Named-object pointing records:
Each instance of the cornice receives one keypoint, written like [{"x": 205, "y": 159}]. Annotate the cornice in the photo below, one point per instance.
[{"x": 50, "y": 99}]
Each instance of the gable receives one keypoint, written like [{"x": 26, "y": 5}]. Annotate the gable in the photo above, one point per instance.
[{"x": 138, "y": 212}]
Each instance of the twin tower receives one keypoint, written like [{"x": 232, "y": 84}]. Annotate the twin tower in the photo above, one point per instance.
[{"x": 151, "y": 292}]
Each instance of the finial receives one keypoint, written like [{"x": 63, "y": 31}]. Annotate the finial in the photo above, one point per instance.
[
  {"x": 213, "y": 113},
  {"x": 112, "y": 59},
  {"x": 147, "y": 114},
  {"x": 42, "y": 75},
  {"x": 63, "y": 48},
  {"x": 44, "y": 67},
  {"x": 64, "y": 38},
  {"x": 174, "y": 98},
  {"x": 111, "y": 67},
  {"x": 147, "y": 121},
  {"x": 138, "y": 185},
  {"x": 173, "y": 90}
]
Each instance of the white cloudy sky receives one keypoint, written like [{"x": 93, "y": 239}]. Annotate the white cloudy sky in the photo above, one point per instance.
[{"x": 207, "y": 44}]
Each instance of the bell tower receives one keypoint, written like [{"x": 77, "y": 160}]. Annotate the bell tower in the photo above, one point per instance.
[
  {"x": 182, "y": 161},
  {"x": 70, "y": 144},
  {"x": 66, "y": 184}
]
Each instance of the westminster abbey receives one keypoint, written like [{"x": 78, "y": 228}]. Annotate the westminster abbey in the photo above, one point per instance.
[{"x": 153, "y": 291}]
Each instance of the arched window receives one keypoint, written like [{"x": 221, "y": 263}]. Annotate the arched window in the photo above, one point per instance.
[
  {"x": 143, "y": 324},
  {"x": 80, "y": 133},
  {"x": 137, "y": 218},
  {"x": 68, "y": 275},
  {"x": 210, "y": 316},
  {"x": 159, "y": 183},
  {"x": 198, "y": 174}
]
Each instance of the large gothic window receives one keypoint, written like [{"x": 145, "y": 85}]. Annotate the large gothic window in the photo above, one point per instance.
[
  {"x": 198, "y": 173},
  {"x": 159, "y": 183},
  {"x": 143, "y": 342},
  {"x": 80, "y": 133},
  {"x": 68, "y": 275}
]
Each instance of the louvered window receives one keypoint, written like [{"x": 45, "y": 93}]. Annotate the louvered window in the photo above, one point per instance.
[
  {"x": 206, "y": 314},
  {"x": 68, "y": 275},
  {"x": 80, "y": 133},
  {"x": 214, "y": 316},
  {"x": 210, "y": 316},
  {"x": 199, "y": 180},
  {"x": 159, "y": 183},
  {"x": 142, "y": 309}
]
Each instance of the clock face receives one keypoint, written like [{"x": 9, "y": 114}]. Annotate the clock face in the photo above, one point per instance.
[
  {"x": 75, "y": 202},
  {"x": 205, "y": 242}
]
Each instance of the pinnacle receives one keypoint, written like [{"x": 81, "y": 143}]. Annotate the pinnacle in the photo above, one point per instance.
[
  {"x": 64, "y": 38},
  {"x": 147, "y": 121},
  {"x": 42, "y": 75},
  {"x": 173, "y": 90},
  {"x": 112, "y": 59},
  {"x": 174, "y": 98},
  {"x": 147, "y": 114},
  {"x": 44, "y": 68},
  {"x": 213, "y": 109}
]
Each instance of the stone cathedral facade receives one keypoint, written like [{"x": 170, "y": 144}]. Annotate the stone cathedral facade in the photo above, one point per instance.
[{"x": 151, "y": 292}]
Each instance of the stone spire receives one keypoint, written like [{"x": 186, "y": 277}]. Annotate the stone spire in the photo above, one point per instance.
...
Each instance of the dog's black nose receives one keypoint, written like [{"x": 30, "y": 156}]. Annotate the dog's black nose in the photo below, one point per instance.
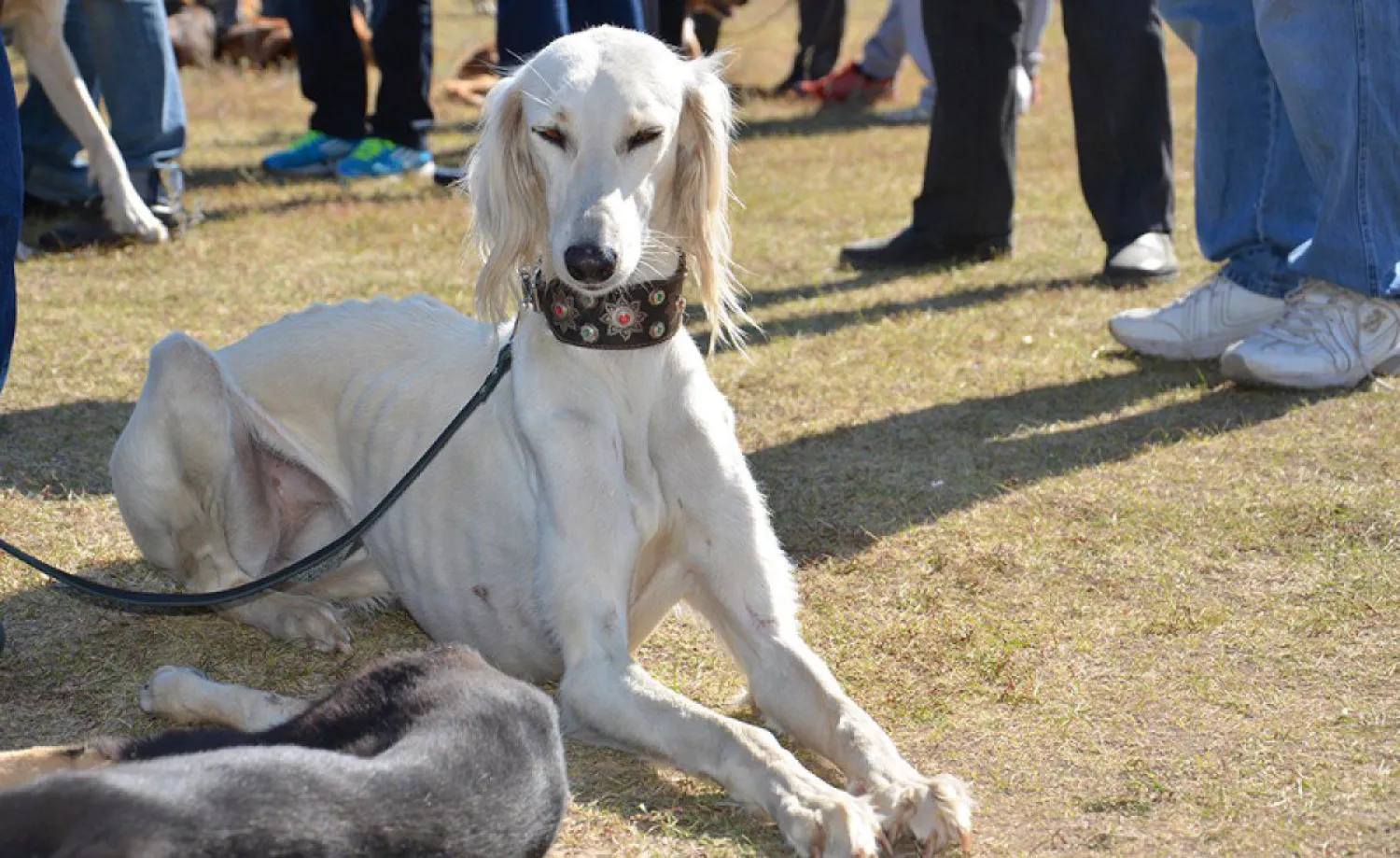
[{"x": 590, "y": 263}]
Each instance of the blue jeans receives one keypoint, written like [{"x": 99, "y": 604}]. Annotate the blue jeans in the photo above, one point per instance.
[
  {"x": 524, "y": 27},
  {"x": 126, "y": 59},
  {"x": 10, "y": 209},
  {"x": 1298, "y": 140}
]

PROBLEM STATEMENT –
Select and copy every line of the records above that contains the word "stone".

RESPONSE FOR THIS EXERCISE –
Each instance of the stone cathedral facade receives one keypoint, written like [{"x": 170, "y": 144}]. Annotate the stone cathedral facade in the photo above, one point per instance.
Each instance of the stone spire receives one keypoint, written like [{"x": 186, "y": 277}]. Annotate the stone spire in the photo above, one point per instance.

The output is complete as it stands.